Problem statement ▸
Count how many lines in the records below contain the string "person", treating uppercase and lowercase as different. Reply with the number only.

Records provided ▸
┄┄┄┄┄┄┄┄┄┄┄┄┄┄┄┄┄┄┄┄

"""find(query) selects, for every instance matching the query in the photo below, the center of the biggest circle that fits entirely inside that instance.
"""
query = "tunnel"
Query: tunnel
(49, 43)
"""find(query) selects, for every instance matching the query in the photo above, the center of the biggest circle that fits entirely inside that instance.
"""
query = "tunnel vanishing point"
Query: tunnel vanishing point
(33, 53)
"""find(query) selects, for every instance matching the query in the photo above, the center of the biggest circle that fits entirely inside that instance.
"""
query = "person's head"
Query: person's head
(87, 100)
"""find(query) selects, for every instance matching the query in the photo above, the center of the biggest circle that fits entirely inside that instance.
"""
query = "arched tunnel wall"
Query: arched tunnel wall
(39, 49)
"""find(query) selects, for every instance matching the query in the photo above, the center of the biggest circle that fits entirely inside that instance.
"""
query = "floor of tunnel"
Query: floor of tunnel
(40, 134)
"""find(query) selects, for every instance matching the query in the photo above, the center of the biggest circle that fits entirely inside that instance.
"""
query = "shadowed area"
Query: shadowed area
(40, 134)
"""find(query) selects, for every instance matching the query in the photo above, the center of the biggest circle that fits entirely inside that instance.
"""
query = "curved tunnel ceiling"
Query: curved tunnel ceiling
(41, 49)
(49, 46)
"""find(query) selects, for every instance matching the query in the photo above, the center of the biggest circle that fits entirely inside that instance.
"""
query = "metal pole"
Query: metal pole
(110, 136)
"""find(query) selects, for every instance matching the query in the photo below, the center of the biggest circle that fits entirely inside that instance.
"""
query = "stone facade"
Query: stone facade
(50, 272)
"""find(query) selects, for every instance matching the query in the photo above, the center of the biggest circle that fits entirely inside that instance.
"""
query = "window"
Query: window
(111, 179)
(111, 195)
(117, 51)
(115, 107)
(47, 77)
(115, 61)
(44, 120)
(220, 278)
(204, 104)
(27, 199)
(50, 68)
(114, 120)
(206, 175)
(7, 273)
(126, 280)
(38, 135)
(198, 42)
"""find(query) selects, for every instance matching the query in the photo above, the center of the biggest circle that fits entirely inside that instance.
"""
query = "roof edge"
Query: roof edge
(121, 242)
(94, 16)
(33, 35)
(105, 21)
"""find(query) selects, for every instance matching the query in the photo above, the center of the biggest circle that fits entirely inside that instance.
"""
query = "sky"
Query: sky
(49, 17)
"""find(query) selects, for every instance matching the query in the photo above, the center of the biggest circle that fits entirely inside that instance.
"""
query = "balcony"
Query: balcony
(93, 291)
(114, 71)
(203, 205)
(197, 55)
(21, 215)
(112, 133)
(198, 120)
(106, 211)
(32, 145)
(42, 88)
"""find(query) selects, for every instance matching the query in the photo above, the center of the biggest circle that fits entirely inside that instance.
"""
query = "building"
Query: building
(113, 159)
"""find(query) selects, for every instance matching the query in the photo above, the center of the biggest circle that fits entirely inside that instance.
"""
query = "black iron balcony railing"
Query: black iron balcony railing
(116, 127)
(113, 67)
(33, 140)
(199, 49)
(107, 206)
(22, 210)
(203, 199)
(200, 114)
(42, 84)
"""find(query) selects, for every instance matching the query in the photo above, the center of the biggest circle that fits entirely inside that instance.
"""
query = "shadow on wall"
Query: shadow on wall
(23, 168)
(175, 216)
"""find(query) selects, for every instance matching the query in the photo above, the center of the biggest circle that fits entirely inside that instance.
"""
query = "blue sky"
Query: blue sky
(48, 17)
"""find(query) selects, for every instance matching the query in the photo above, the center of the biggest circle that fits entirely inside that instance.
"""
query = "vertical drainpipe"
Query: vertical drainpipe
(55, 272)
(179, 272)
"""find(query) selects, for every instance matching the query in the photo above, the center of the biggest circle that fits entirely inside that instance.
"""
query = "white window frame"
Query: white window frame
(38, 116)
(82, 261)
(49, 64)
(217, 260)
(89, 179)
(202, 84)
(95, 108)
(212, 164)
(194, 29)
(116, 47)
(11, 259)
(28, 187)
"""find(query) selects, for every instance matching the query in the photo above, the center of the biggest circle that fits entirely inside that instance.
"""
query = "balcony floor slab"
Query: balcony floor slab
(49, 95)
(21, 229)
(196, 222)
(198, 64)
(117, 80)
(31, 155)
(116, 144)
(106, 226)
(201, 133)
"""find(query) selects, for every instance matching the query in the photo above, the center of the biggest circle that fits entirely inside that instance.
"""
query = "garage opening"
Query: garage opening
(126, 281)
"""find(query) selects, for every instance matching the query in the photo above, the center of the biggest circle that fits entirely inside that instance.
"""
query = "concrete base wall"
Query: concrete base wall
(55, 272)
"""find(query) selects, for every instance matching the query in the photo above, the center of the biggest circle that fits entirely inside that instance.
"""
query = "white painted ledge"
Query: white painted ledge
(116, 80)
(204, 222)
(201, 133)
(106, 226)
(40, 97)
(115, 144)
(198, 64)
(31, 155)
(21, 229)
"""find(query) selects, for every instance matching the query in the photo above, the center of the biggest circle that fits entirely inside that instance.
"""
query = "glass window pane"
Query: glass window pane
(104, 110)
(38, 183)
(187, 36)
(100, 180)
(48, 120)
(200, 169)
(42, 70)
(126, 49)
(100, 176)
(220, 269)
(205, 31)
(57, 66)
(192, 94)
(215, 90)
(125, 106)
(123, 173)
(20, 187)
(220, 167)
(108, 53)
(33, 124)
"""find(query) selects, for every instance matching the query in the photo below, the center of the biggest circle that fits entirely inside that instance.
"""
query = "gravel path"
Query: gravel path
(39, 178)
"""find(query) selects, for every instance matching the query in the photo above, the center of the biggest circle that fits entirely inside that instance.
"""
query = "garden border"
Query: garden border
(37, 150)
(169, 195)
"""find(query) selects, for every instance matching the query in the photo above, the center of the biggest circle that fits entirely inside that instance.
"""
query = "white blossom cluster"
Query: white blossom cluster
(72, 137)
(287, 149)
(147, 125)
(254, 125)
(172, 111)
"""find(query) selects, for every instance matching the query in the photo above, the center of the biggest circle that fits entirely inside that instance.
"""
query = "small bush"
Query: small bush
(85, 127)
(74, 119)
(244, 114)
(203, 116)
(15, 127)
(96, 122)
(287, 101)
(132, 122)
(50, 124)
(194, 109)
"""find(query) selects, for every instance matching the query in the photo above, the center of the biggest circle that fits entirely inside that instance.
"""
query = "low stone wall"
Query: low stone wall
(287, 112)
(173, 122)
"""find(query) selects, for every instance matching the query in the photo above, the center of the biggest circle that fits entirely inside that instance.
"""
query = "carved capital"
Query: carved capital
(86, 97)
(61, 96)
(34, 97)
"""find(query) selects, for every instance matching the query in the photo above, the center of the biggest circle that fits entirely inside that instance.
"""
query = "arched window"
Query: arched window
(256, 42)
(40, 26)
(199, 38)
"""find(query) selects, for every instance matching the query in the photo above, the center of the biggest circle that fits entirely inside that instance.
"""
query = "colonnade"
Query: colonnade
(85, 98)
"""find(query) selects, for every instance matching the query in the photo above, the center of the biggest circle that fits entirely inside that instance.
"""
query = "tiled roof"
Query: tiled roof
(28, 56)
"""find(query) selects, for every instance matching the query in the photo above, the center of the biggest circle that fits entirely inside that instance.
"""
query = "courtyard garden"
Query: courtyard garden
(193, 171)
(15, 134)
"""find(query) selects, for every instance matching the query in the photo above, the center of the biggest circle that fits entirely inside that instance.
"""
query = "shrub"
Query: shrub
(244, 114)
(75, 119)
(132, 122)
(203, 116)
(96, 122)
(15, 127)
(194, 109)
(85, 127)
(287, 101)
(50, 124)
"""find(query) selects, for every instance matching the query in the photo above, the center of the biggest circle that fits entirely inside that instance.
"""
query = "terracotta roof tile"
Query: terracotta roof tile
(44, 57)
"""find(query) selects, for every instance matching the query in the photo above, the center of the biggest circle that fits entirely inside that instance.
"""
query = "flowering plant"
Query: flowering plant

┄┄┄┄┄┄┄┄┄┄┄┄┄┄┄┄┄┄┄┄

Answer to this problem ▸
2